What is required:
From the entries below, gather every line containing the string "frame".

Region pointing data
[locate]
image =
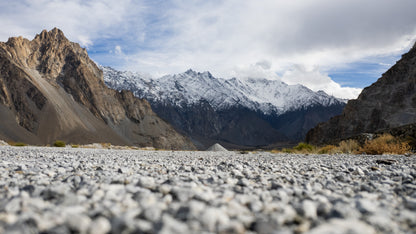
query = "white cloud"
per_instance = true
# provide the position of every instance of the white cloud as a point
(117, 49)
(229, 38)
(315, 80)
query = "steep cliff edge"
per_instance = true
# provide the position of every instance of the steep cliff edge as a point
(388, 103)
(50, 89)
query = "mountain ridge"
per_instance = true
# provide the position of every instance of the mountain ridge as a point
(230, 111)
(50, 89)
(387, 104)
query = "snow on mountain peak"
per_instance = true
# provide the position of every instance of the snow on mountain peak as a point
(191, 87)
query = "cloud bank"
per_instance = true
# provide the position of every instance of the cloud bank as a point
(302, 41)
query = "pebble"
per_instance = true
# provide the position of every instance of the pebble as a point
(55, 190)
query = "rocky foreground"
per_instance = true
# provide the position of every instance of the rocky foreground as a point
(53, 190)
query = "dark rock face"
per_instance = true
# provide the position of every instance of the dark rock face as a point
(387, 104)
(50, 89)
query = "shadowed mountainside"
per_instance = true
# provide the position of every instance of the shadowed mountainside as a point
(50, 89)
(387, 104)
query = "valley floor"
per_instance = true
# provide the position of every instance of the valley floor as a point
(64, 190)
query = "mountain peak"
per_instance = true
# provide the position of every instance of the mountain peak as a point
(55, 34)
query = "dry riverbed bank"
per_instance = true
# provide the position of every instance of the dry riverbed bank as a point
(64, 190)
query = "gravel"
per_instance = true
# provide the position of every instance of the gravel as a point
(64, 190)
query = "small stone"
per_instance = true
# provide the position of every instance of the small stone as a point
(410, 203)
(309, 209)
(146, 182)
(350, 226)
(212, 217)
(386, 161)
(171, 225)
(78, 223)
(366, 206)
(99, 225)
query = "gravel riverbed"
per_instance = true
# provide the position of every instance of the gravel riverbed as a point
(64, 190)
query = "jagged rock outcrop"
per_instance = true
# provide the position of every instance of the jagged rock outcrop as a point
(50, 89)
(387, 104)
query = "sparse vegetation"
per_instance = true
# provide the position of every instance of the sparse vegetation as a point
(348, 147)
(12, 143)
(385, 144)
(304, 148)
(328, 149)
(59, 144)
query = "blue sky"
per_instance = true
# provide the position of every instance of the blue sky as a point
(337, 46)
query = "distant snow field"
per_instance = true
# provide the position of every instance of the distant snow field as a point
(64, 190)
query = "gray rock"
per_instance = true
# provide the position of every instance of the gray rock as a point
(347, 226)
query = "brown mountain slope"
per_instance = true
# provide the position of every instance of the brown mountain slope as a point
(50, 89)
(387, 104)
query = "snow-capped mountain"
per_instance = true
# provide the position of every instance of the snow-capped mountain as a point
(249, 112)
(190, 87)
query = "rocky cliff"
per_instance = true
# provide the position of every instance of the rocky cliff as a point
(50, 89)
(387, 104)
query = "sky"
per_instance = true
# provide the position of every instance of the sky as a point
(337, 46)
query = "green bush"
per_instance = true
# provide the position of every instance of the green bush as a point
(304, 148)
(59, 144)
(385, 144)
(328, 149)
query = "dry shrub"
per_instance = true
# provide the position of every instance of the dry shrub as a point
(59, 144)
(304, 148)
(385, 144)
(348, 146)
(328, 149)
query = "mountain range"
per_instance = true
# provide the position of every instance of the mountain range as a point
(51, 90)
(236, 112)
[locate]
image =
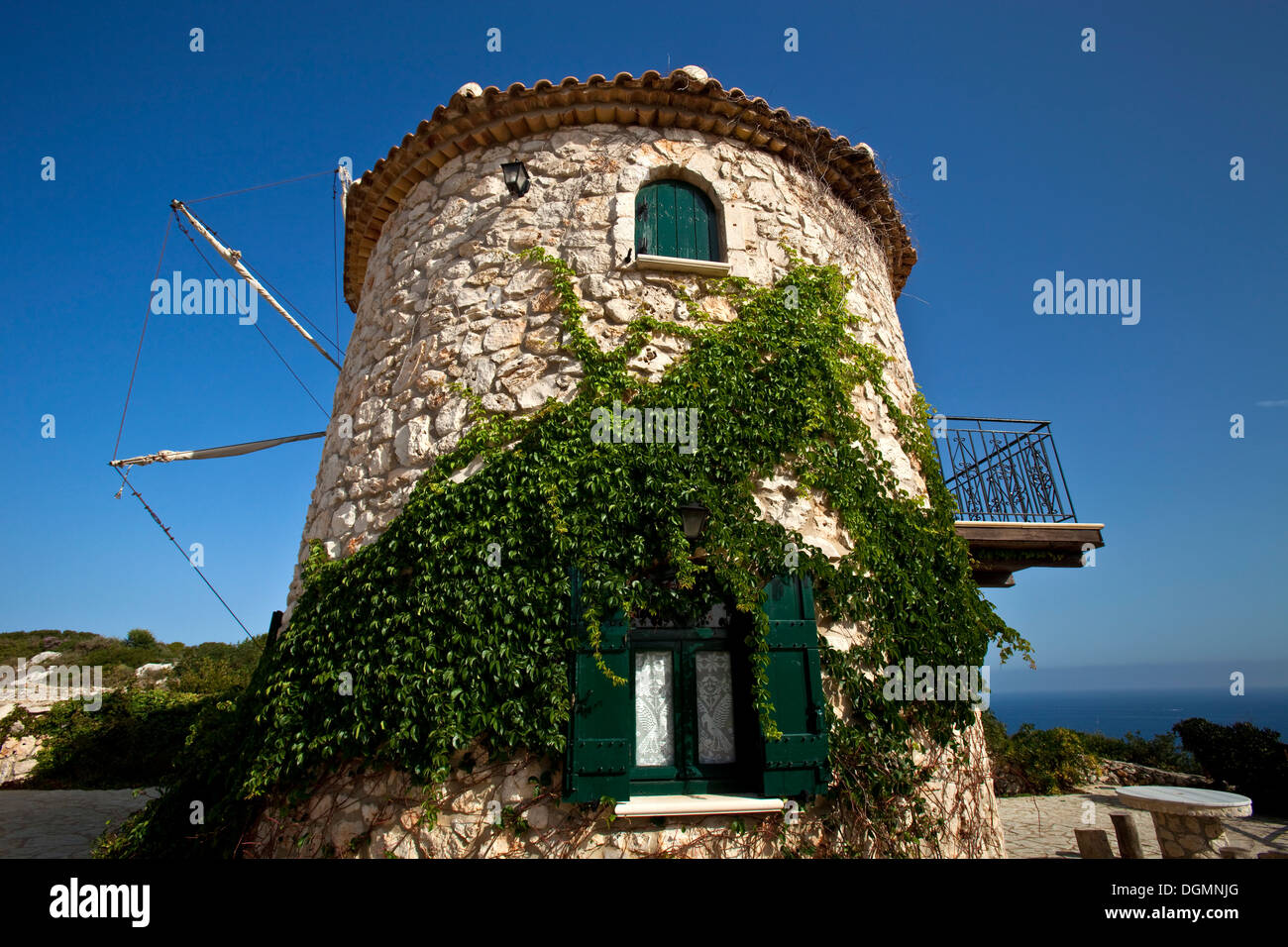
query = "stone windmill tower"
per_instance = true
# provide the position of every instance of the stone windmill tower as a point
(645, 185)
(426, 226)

---

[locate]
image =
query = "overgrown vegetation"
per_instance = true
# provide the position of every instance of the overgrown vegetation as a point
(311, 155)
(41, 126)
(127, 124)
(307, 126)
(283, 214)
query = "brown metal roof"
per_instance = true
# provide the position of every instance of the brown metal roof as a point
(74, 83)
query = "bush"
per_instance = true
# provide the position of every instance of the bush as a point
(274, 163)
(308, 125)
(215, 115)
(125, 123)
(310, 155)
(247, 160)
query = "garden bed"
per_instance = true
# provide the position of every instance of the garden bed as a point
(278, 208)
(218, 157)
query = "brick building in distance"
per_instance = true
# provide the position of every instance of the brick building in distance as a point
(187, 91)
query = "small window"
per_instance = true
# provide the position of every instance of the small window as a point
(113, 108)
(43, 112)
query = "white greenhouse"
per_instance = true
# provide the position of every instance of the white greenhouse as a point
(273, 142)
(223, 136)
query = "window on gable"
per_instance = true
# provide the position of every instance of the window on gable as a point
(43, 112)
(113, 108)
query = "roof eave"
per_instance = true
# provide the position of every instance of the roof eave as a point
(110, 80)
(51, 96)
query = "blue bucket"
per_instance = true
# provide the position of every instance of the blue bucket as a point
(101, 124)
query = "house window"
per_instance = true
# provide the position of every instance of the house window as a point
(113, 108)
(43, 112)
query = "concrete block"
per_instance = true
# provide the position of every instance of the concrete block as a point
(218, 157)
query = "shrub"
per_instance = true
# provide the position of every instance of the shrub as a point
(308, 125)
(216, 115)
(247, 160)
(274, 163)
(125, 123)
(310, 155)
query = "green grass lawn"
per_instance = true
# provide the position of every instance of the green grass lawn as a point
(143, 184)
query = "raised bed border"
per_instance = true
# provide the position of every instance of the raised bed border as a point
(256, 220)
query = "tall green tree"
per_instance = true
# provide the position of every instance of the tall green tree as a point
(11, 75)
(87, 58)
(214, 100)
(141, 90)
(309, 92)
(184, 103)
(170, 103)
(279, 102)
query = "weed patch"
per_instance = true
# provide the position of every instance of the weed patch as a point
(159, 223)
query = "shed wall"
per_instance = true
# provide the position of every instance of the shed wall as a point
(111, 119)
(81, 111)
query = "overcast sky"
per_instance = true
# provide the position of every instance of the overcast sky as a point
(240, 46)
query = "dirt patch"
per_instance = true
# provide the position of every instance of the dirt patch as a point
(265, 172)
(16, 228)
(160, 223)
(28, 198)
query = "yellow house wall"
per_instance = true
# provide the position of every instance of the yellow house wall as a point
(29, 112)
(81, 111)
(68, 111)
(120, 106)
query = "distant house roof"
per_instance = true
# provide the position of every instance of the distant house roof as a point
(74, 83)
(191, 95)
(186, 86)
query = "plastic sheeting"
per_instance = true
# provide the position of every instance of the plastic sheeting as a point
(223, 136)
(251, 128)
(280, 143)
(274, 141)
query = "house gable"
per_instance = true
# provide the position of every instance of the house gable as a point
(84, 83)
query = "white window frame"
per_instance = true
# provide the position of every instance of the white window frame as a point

Worked solution:
query = "white window frame"
# provide the position of every instance of the white window frame as a point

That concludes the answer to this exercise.